What the task asks ::
Return copies of the lines below that mention "point".

Saved entries:

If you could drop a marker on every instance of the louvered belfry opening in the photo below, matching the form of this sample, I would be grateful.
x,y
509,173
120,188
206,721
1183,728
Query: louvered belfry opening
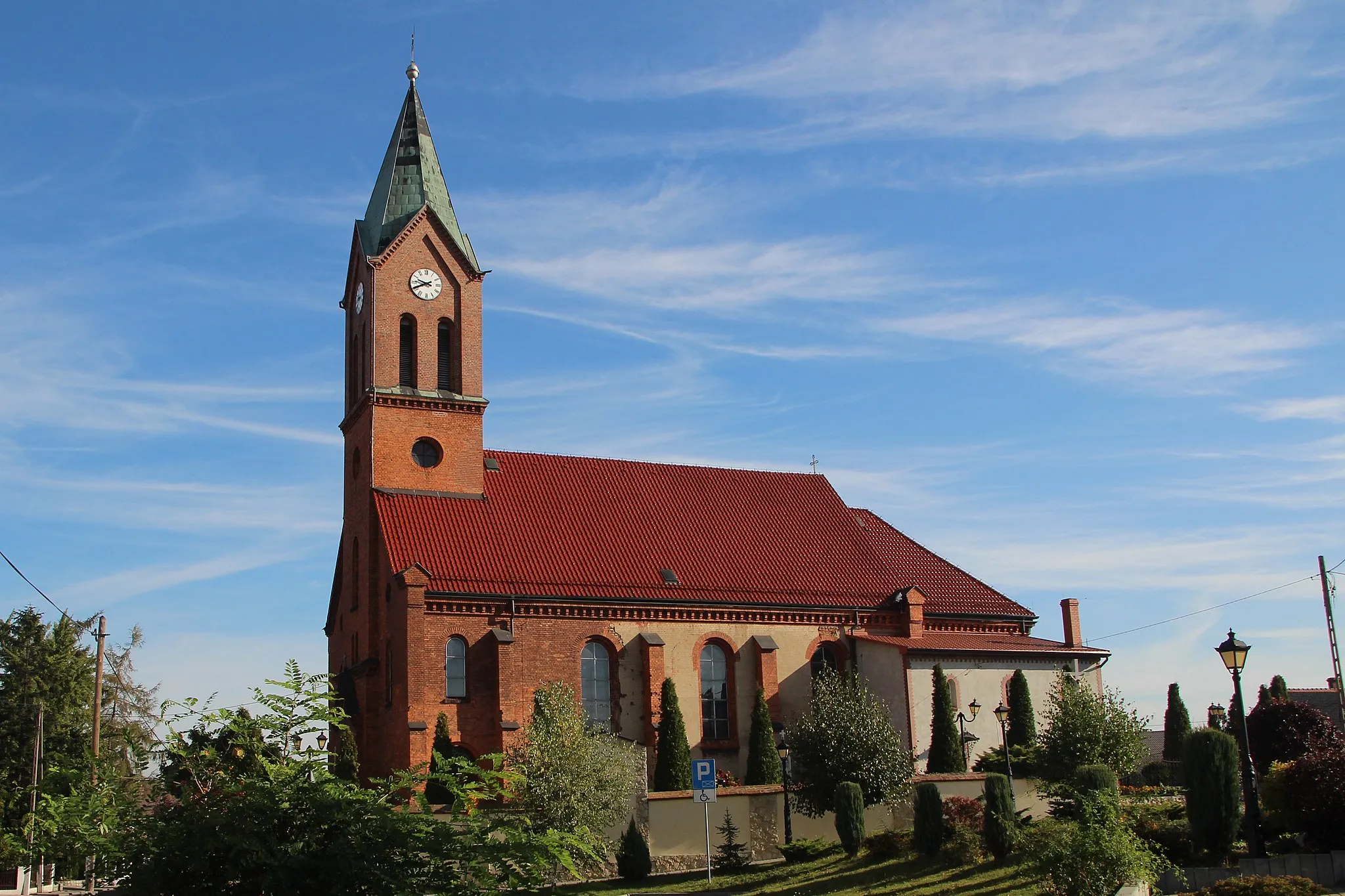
x,y
407,352
445,355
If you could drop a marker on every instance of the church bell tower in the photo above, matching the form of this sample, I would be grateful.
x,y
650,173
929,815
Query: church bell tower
x,y
413,330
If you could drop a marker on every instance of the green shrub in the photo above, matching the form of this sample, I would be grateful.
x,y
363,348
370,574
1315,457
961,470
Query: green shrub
x,y
807,851
1000,828
632,855
929,820
889,844
849,816
1212,784
1287,885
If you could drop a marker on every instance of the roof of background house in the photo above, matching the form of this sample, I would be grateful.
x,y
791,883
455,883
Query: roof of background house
x,y
576,527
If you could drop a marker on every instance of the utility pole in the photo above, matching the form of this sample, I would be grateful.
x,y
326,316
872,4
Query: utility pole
x,y
97,731
1331,634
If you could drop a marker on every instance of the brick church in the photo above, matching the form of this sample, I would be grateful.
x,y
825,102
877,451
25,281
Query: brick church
x,y
467,576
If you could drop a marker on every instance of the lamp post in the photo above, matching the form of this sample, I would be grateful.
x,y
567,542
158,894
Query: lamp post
x,y
967,739
1234,653
1002,715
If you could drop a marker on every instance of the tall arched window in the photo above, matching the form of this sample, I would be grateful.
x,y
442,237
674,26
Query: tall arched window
x,y
715,694
407,352
596,685
445,355
455,667
825,657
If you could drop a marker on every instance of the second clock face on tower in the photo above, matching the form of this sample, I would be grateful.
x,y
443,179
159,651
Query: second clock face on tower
x,y
427,284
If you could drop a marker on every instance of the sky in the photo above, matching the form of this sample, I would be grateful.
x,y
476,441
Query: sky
x,y
1055,288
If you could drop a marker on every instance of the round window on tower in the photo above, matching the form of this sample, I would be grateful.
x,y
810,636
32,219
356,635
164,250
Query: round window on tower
x,y
427,453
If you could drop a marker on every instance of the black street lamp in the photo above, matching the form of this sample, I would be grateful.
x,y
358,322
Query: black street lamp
x,y
967,739
1002,715
1234,653
785,769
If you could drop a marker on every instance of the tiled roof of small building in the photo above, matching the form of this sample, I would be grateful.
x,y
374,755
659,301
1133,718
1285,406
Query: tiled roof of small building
x,y
576,527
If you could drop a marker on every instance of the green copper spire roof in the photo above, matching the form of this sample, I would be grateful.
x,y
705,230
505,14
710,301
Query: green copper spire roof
x,y
409,181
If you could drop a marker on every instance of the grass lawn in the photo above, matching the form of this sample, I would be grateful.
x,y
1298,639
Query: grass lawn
x,y
839,876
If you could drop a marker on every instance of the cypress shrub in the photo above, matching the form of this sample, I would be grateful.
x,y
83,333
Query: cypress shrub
x,y
929,820
1212,784
632,856
1176,725
673,758
849,811
1001,829
763,757
1023,719
944,739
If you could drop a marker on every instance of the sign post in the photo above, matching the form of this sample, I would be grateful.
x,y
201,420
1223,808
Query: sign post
x,y
703,792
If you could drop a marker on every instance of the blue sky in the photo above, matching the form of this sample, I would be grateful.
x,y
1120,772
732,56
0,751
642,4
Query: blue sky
x,y
1052,286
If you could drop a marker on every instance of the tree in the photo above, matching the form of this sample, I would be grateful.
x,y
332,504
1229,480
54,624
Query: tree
x,y
731,855
1176,725
1000,829
946,752
575,778
673,762
1212,784
632,856
440,750
1086,729
847,734
849,817
763,757
1023,719
927,836
1285,731
284,824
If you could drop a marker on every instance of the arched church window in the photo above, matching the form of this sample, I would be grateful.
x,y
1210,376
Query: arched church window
x,y
407,352
445,355
715,694
825,657
596,685
455,667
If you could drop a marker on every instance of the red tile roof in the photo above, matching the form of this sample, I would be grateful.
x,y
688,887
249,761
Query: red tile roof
x,y
979,643
556,526
946,587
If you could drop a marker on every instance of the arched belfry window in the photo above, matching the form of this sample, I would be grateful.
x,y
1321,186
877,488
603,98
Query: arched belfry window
x,y
407,352
445,355
455,667
715,694
825,657
596,685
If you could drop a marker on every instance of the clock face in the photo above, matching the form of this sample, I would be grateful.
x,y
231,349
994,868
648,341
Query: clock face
x,y
427,284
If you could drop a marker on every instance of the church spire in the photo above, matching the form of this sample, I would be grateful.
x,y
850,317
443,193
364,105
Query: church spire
x,y
409,181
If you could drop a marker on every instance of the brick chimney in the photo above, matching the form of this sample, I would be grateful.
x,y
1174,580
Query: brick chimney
x,y
1070,614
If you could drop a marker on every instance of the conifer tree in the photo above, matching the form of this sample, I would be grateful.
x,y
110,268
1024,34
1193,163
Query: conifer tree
x,y
1176,725
944,740
763,757
673,761
1023,719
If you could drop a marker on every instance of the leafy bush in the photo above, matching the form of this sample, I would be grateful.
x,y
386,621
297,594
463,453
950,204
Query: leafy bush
x,y
929,820
849,816
632,856
807,851
1212,785
1001,825
1285,731
847,734
963,812
1287,885
889,844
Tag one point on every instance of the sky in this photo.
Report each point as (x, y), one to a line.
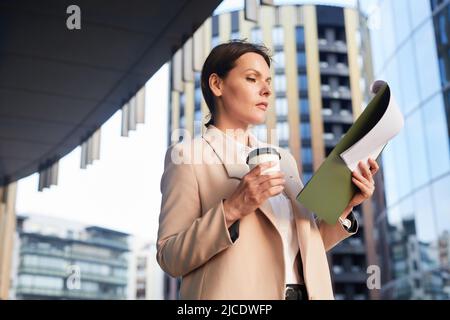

Solution below ::
Tag one point on every instance of the sky in this photo.
Report each point as (x, y), one to a line.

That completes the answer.